(Point localization data)

.....

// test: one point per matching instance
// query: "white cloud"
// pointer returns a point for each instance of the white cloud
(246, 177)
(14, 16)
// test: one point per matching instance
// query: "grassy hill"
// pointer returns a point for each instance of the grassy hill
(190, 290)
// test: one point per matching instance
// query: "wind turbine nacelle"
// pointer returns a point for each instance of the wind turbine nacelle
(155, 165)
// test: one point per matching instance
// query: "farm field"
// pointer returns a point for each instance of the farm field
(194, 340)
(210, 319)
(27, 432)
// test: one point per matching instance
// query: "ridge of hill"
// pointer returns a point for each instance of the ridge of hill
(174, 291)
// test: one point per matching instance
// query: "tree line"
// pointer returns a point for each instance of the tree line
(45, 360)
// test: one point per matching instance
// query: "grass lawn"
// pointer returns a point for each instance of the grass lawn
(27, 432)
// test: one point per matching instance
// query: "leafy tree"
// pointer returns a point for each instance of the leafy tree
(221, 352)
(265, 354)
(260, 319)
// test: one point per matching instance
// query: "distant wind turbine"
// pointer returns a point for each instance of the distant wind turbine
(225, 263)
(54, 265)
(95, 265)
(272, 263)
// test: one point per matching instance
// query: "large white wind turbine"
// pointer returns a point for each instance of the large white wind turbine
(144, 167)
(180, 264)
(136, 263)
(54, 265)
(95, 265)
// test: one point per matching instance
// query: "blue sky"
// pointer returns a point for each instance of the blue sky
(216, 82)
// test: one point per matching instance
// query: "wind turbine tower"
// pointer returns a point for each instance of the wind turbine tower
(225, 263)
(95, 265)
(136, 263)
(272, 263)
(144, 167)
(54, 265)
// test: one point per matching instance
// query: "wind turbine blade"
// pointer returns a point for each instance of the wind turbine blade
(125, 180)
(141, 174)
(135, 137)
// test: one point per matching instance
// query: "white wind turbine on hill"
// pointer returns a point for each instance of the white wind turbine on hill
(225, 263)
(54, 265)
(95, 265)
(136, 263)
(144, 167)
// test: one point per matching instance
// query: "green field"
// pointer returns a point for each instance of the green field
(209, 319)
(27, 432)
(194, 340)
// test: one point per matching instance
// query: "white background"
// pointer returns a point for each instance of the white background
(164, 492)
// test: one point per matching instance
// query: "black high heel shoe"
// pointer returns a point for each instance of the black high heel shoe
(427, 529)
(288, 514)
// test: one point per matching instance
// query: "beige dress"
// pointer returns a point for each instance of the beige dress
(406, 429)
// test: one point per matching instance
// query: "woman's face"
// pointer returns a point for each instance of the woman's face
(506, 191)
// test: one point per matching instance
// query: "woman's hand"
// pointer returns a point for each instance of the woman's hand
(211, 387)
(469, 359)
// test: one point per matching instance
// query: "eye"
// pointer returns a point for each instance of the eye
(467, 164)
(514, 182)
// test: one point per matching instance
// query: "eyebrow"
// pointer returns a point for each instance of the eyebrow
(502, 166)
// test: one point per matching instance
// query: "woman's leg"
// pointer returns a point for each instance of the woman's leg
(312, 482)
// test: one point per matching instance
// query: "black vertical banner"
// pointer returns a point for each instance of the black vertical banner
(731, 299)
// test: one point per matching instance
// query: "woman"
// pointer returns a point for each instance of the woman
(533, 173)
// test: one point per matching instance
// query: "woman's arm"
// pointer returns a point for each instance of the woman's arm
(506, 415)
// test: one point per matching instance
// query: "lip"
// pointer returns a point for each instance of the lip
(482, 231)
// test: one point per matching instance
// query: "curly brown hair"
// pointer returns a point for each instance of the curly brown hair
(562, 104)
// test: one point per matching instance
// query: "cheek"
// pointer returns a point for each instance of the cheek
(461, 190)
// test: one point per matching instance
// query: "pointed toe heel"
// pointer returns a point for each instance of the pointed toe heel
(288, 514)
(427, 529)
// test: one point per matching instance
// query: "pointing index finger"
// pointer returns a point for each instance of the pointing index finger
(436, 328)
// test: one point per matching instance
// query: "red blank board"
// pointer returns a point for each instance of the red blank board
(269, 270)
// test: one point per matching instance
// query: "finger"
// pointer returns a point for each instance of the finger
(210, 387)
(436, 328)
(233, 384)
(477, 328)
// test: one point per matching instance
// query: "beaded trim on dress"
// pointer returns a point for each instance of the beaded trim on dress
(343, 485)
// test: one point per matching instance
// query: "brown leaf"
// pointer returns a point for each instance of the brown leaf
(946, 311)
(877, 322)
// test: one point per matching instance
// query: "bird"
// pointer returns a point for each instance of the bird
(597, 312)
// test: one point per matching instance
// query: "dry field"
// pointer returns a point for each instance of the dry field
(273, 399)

.....

▸ EXERCISE DESCRIPTION: Write the whole of the data out again exactly as it stands.

▸ ANSWER TO THE EXERCISE:
// test: one point per matching instance
// query: "white cloud"
// pointer returns a point for each instance of the white cloud
(246, 177)
(14, 16)
// test: one point per matching instance
// query: "grassy hill"
// pointer returns a point for each instance of the grassy hill
(190, 290)
// test: one point per matching instance
// query: "wind turbine nacelle"
// pointer returns a point for each instance of the wind turbine nacelle
(155, 165)
// test: one point per matching instance
// query: "farm field"
// pointer returns a point for each instance of the farm field
(194, 340)
(210, 319)
(27, 432)
// test: one point per matching instance
// query: "ridge of hill"
// pointer returns a point for each instance of the ridge of hill
(174, 291)
// test: one point per matching instance
// query: "tree line"
// pointer returns a point for each instance of the tree line
(45, 360)
// test: one point per matching instance
// query: "grass lawn"
// pointer returns a point for each instance of the grass lawn
(27, 432)
// test: one point per matching instance
// query: "leafy tree"
// pointer returns a point for each instance of the leafy tree
(221, 352)
(265, 354)
(260, 319)
// test: one point per matching instance
// query: "distant wind turbine"
// pointer returns a point for each instance of the distant wind turbine
(225, 263)
(54, 265)
(95, 265)
(272, 263)
// test: one point per matching instance
// query: "large white wind turbine"
// pointer returns a point for each instance of the large white wind turbine
(144, 167)
(180, 264)
(136, 263)
(54, 265)
(95, 265)
// test: one point per matching instance
// query: "blue sky"
// pointer returns a point for each instance of the blue sky
(216, 82)
// test: one point per matching instance
// query: "wind turbine tower"
// pointer returns a point for each instance of the wind turbine tower
(225, 263)
(95, 265)
(136, 263)
(272, 263)
(144, 167)
(54, 265)
// test: one point per matching instance
// query: "wind turbine blade"
// pointer returns a point for each instance of the wind turbine blade
(125, 180)
(141, 174)
(135, 137)
// test: one point per matching instance
// query: "white wind turbine on hill"
// pointer returns a point for each instance of the white wind turbine on hill
(225, 263)
(54, 265)
(95, 265)
(136, 263)
(144, 167)
// test: one point per matching instance
// query: "green field"
// pointer returns a point for each instance of the green field
(209, 319)
(27, 432)
(194, 340)
// test: one point per matching instance
// query: "white background"
// pointer returns a point for each instance of the white background
(164, 492)
// test: one point per matching instance
// query: "black high heel shoe"
// pointer returns a point for each instance of the black high heel shoe
(427, 529)
(288, 514)
// test: one point per matching instance
// query: "beige dress"
// pointer returns a point for each instance of the beige dress
(406, 429)
// test: one point per matching instance
// query: "woman's face"
// pointer returns a point for each instance of the woman's face
(506, 191)
// test: one point per matching instance
// query: "woman's hand"
// pointer returns a point for each instance of the woman's hand
(211, 387)
(469, 359)
// test: one point per matching instance
// query: "eye"
// pointer returns a point for each instance of the eye
(467, 164)
(514, 182)
// test: one point per matching instance
// query: "eyebrow"
// pointer returns a point for each instance of the eyebrow
(502, 166)
// test: one point per matching instance
// query: "woman's leg"
// pointer returns a point for each instance of the woman's leg
(312, 482)
// test: one point per matching instance
// query: "black vertical banner"
// pointer returns a point for each instance of the black vertical banner
(731, 299)
// test: one point per matching instance
// query: "woman"
// pointer returns a point for each instance of the woman
(533, 173)
// test: one point per matching instance
// query: "woman's arm"
// pointer returns a point for each instance of the woman's arm
(506, 415)
// test: one point per matching instance
// query: "lip"
// pointer returns a point for each instance of the lip
(482, 231)
// test: one point per matching instance
// query: "curly brown hair"
// pointer returns a point for each instance of the curly brown hair
(562, 104)
// test: one point per matching instance
// query: "cheek"
// pointer returns a point for each instance of the cheek
(461, 190)
// test: one point per matching instance
// query: "pointed toe heel"
// pointer returns a point for each instance of the pointed toe heel
(288, 514)
(427, 529)
// test: one point per matching instance
// query: "pointing index finger"
// pointer returns a point for each instance of the pointing index finger
(436, 328)
// test: one point per matching instance
// query: "red blank board"
// pointer returns a point for each instance of the red blank board
(269, 270)
// test: one point per matching instance
// query: "finger"
// pointer returns a point for each instance of the finger
(210, 387)
(436, 328)
(233, 384)
(477, 328)
// test: one point per matching instance
// query: "beaded trim on dress"
// pointer returns a point for each instance of the beaded trim on dress
(343, 485)
// test: one point per matching instance
// query: "brown leaf"
// pointer returns a point for each instance of the brown leaf
(946, 311)
(877, 322)
// test: one point per matching instance
// query: "bird"
// pointer returns a point for each instance of the bird
(597, 312)
// test: one point per matching instance
// query: "dry field"
// pointer returns a point for each instance of the dry field
(273, 399)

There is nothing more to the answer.